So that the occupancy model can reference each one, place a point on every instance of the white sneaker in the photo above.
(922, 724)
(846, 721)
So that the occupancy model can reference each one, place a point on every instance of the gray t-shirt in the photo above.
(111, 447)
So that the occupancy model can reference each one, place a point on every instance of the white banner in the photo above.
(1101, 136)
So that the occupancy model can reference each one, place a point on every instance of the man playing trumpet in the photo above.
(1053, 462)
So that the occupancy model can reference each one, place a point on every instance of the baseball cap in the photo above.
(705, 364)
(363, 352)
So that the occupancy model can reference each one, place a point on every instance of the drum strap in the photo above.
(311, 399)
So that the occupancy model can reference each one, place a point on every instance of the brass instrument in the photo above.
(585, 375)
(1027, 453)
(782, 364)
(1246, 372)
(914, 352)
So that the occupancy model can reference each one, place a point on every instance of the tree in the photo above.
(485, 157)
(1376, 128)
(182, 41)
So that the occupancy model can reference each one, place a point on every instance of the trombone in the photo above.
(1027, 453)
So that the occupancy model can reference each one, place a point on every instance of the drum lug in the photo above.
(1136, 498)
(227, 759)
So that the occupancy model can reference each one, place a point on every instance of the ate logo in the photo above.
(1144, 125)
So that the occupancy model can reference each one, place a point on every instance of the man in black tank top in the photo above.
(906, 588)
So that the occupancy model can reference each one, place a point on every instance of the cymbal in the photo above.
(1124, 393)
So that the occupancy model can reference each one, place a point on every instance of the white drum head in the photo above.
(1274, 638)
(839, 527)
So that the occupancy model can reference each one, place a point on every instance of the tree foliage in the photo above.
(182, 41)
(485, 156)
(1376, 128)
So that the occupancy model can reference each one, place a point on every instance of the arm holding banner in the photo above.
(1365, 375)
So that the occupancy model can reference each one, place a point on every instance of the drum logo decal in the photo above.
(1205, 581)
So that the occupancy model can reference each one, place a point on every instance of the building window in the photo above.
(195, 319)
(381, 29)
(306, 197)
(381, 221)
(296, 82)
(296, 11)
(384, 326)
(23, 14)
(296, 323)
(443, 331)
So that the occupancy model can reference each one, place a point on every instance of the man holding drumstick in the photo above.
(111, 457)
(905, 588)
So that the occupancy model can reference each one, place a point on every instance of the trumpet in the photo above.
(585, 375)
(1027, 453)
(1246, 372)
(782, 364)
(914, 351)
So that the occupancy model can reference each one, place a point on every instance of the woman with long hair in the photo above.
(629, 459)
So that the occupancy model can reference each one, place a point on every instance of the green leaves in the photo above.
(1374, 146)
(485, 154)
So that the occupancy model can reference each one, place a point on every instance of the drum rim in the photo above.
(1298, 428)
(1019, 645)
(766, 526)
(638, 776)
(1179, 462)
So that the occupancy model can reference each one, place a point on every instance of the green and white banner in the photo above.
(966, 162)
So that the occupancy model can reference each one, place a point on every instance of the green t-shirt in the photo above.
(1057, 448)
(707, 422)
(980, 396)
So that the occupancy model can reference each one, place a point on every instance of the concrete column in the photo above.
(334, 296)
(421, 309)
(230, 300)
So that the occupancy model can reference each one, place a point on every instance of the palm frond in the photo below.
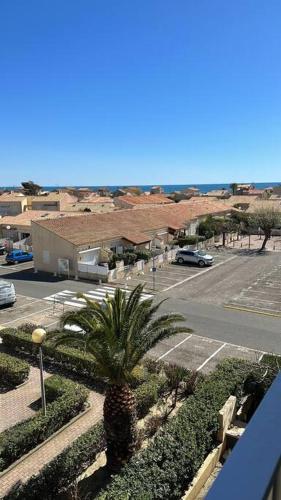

#### SHORT PROBLEM
Update all of the data above, replacing "occupancy model" with "crowd tracker" and keeping everything else the same. Omit the pictures from your answer.

#### WRITTEN RESPONSE
So that the crowd tracker can reference each one, place a point on every instance of the white sneaker in the photo above.
(922, 724)
(846, 721)
So that the crowd tracker can reference each one, place a point on every instance of the gray t-shirt in the photo above.
(111, 447)
So that the crowd tracker can reference each one, place a point on every instance of the white banner in the photo above.
(1101, 136)
So that the crowd tracker can reference each one, place a point on every instance of the man playing trumpet in the photo above.
(1053, 462)
So that the crowd tracker can reference each one, place a point on every instance of the baseball cap in the photo above.
(705, 364)
(363, 352)
So that the crowd tracker can reference each one, place a point on every instance of the drum strap in the photo above.
(311, 399)
So that the crowd tracker can reference each one, place a point on every instance of the brass instrument in the photo above.
(585, 375)
(1027, 453)
(782, 364)
(1246, 372)
(914, 352)
So that the crowd tracker can reference each one, place a point on every instance of the tree in the photo above.
(485, 157)
(1376, 128)
(182, 41)
So that the crowd tracker can reference each one, place a point on every instance of the trombone in the photo above.
(1027, 453)
So that the crowd tracker can reference each one, place a point on every instance of the drum lug in the photo above.
(1136, 498)
(227, 759)
So that the crowd tracker can reference each one, place a point on every instance of the ate logo in the photo above.
(1144, 125)
So that the crowd tracker can reference each one, place a point on every instance of the man in black tank top in the photo above.
(906, 588)
So that the crowd tracker can reference each one, place a point on every instance of the cymbal in the photo above.
(1124, 393)
So that the crowd tracker can reference each one, place a point on every instance of the white drum head in the photo above.
(1274, 638)
(839, 527)
So that the crowd tracker can reference each one, place a point on every instance of the tree foliage in the photo above.
(182, 41)
(485, 156)
(1376, 128)
So that the crowd tracker can reference each one, place a point on every instance of the arm holding banner in the photo above.
(1365, 375)
So that the crowd tracker can reference each one, place a point on every instance of the drum logo decal in the photo above.
(1205, 581)
So that the crowd tracker can reference each one, place a point on every instance of the building window in the photo above.
(195, 319)
(381, 29)
(306, 197)
(381, 221)
(296, 82)
(296, 11)
(384, 326)
(23, 14)
(296, 323)
(443, 331)
So that the crowd tracker can reference each one, place a point on every instance of the man holding drumstick in the photo above.
(111, 457)
(905, 588)
So that the crowd tracker can reference each one, place a point on every instance of the trumpet in the photo above.
(585, 375)
(1027, 453)
(1246, 372)
(782, 364)
(914, 351)
So that the crowd tracker can reference each one, place a point on every instance of the woman with long hair in the photo above.
(629, 459)
So that the crowd tracker can reference each one, place a point on every instance of the green leaves in the photo above.
(1374, 146)
(485, 154)
So that the crowd tracker can reference each one, place a point on every instance of the drum rim in the photo above.
(1298, 428)
(1019, 645)
(766, 526)
(638, 776)
(1179, 462)
So that the crowd tracker can reference each one, place a point on every instance of the green and white banner in the photo above.
(966, 162)
So that the crowd tracker can reference each one, place a point on every instance of the green t-shirt in the photo above.
(1057, 448)
(707, 422)
(980, 396)
So that the crowd tracker can reference each one, place a point on every instance of the concrete column in the photo above.
(334, 296)
(421, 309)
(230, 300)
So that the crowd tracker can reference each one, place a point on every instance of the palm frond in the photo below.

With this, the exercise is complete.